Work to be completed — Collect every line below that contains the word "black", copying each one in full.

Data rows —
— Start —
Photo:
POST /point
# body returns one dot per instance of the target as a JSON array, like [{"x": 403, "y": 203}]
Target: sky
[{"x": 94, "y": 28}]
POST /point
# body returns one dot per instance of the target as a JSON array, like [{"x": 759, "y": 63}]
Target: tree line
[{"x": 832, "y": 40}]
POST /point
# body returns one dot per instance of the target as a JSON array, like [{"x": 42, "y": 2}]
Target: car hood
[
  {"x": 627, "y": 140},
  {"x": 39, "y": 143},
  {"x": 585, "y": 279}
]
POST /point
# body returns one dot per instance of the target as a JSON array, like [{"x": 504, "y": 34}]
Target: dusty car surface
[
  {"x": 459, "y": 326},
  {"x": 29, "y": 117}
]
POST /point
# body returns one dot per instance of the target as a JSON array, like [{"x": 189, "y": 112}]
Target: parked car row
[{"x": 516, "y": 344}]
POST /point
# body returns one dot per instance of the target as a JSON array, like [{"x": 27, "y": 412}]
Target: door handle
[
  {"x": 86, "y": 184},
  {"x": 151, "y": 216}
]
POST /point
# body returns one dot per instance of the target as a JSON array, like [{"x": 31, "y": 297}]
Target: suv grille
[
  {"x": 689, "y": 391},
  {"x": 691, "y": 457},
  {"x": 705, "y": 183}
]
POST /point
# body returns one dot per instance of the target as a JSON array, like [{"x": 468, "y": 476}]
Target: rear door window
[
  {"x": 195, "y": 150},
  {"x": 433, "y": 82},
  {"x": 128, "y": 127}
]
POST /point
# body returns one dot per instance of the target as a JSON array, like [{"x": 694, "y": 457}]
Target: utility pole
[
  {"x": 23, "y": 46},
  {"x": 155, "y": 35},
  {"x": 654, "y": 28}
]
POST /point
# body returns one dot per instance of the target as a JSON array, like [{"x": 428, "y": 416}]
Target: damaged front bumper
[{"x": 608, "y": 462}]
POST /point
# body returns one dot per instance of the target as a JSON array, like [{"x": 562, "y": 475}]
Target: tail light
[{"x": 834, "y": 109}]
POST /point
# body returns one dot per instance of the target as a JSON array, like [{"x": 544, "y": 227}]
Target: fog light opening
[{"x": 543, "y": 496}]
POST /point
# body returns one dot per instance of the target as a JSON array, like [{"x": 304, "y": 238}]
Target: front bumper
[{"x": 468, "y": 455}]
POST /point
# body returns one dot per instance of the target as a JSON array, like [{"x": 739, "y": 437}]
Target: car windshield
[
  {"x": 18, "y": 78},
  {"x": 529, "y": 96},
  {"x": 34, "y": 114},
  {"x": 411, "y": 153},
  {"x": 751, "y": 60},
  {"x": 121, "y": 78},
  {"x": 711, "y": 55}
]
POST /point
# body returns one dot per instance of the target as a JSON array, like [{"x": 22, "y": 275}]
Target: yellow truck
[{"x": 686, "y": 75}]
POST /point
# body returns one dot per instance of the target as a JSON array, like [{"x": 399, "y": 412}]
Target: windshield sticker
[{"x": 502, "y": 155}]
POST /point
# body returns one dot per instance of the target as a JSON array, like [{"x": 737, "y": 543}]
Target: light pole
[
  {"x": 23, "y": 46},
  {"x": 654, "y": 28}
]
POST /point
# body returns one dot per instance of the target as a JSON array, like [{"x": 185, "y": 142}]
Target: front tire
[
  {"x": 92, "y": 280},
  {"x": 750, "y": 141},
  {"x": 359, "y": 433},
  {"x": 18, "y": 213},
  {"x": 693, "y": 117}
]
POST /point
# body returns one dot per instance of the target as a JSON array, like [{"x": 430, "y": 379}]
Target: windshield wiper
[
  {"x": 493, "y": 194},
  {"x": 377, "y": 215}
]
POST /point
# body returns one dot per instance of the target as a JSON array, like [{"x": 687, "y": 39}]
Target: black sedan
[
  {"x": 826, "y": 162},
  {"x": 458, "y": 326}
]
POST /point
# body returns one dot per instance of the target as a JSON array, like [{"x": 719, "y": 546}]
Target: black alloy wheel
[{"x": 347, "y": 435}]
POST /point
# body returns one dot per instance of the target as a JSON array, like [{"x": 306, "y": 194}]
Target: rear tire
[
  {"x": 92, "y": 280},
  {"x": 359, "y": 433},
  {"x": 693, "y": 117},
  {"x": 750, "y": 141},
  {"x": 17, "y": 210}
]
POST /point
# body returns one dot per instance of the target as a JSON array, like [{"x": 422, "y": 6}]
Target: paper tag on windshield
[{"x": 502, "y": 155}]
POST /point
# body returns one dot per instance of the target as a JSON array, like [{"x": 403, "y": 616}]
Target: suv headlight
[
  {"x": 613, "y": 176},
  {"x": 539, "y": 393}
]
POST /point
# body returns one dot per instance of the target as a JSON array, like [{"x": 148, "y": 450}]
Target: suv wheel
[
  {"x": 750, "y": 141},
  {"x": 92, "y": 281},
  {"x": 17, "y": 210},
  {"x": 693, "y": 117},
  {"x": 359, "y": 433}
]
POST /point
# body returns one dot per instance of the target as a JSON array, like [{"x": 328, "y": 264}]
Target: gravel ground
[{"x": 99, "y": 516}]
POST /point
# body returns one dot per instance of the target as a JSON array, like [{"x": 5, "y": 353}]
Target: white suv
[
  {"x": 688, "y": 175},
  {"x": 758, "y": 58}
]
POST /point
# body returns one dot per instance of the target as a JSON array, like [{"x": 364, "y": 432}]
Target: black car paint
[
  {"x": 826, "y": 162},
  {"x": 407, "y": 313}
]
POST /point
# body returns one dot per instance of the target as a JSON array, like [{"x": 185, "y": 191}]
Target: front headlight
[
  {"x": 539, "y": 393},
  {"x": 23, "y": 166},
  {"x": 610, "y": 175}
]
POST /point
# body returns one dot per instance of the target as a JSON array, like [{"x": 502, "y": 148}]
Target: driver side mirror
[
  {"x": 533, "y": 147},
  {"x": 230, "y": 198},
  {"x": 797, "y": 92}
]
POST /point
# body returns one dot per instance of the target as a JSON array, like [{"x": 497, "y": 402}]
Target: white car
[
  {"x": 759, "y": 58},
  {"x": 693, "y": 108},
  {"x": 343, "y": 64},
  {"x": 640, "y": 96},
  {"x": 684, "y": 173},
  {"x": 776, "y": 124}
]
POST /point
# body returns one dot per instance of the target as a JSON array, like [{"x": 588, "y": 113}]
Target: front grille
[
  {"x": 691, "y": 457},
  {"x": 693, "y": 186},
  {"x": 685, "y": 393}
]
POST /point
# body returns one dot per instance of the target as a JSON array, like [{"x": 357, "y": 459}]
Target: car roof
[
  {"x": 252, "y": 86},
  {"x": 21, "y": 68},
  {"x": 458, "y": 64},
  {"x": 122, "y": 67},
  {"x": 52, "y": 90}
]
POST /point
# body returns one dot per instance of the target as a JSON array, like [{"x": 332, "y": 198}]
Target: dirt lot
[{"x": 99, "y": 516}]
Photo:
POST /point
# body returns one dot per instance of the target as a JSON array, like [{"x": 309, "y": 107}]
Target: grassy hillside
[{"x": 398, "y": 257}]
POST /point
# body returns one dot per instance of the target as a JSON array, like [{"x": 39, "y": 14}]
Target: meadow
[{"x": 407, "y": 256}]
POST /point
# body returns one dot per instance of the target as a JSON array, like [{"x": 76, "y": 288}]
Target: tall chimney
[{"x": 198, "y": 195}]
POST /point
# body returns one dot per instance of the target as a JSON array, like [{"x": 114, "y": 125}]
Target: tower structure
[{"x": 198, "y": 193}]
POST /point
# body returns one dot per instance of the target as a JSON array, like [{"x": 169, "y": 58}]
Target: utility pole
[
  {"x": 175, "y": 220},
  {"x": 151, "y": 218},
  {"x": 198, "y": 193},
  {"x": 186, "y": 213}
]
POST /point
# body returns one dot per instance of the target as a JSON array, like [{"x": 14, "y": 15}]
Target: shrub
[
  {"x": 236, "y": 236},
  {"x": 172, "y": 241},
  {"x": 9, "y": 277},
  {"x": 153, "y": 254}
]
— End —
Correct response —
Target: black sedan
Target: black alloy wheel
Target: black car paint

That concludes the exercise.